Supplied material
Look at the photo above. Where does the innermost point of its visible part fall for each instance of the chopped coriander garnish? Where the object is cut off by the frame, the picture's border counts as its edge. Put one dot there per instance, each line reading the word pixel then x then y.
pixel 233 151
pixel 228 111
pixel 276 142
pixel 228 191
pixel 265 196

Objective
Put the material above into a two-column CSV with the headers instruction and response. Give the instruction text and its answer in one quoted field each, with line breaks replaced by spaces.

Expected answer
instruction,response
"Look at the photo above. Where does the innermost point of its visible part fall for each instance of the chopped coriander garnish? Where the object is cut off by the frame, the picture's border counts as its edge. Put one dot there per instance, each line reading the word pixel then x then y.","pixel 233 151 pixel 228 111 pixel 276 142 pixel 228 191 pixel 265 196"